Polecenie A —
Z kim według podanego tekstu Chaplin mieszkał jako dziecko przez pewien czas w przytułku?

Dodany: 13.06.2012 17:34|Autor: trixy

Filmowe życie


Chcesz poznać Einsteina? Nie musisz szukać wehikułu czasu. Wystarczy, że weźmiesz do ręki „Moją autobiografię” Charlesa Chaplina, a będziesz miał okazję nie tylko poznać twórcę teorii względności, lecz także przez moment poprzyglądać się Hearstowi, Picassowi, Mary Pickford i wielu, wielu innym sławnym postaciom pierwszej połowy XX wieku.

„Moja autobiografia” to historia Charlesa Chaplina, którą tylko on mógł czytelnikowi tak dobrze przedstawić. Tylko Chaplin wie, jak czuł się, kiedy po raz pierwszy stanął na scenie, a jak, kiedy płynął podbić Amerykę. Pierwszoosobowa narracja sprawia, iż czytelnik wie, że ma przed sobą prawdziwą historię, w której być może niektóre fakty zostały przemilczane, ale jeśli tak, to przecież autor, jak każdy z nas, ma prawo do odrobiny prywatności.

Książka Chaplina to historia chłopca, który wiele przeżył, ale po drodze odkrył w sobie komediowy talent, a ten, rozwijany, pozwolił mu bardzo dużo osiągnąć. Mimo iż życie Charlesa nie było lekkie, przez pewien czas jako dziecko mieszkał nawet w przytułku z matką i bratem i już od najmłodszych lat musiał wspierać finansowo swoją chorą matkę, np. występując w objazdowym zespole dziecięcym, nigdy się nie poddał i w głębi duszy zawsze wiedział, że pisany jest mu sukces. Kiedy wraz z zespołem teatralnym, do którego należał w Londynie, wyjechał na występy do Ameryki, zobaczył kraj zafascynowany początkami filmu. Jedna z wytwórni zaprosiła Chaplina do udziału w swoich produkcjach. To tam Charles wymyślił znaną nam dzisiaj postać, czyli niewysokiego człowieka z wąsem w za dużym fraku, z laseczką, w meloniku i w wielkich butach. To tam również zaczęła się jego kariera jako producenta filmów, w których grał główną rolę. W końcu to tam Chaplin musiał zmierzyć się z trudną sytuacją, w jakiej się znalazł, kiedy nieme filmy zaczęły być zastępowane filmami dźwiękowymi. Wszystko to sprawia, że „Moją autobiografię” można potraktować jako dobrą książkę o historii kina, którą z pewnością jest, ale, moim zdaniem, jest również historią braterskiej miłości. Charles i jego brat Sydney od najmłodszych lat się wspierali i przez cały czas byli sobie bliscy. Zawsze jeden mógł liczyć na drugiego. Byli nie tylko braćmi, ale również najlepszymi przyjaciółmi, dzięki czemu książka jest świadectwem czasów, kiedy więzy krwi były najważniejsze i nikomu do głowy nie przyszło, że o rodzinę można się nie troszczyć. To jest chyba w tej książce najbardziej wzruszające.

Dane wejściowe —
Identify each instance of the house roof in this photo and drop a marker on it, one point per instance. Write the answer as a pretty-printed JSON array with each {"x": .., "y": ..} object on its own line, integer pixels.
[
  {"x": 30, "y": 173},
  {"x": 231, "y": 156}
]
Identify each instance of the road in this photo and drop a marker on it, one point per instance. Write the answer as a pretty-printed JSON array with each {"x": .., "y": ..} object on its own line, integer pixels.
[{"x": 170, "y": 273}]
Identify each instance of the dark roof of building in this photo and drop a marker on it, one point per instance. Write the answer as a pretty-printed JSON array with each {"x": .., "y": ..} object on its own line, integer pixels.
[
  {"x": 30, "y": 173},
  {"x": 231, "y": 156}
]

Polecenie B —
Proszę przeskalować wpisy od wiersza zawierającego „Identify each instance of the road” do ostatniego wiersza wpisów, z oboma krańcami włącznie. Przepisz te wiersze w całości, a każdą współrzędną punktu pomnóż przez 1,45 i zaokrąglij do liczby całkowitej, połówki w górę.

Wynik ćwiczenia A —
Z matką i bratem.

Wynik ćwiczenia B —
Identify each instance of the road in this photo and drop a marker on it, one point per instance. Write the answer as a pretty-printed JSON array with each {"x": .., "y": ..} object on its own line, integer pixels.
[{"x": 247, "y": 396}]
Identify each instance of the dark roof of building in this photo and drop a marker on it, one point per instance. Write the answer as a pretty-printed JSON array with each {"x": .., "y": ..} object on its own line, integer pixels.
[
  {"x": 44, "y": 251},
  {"x": 335, "y": 226}
]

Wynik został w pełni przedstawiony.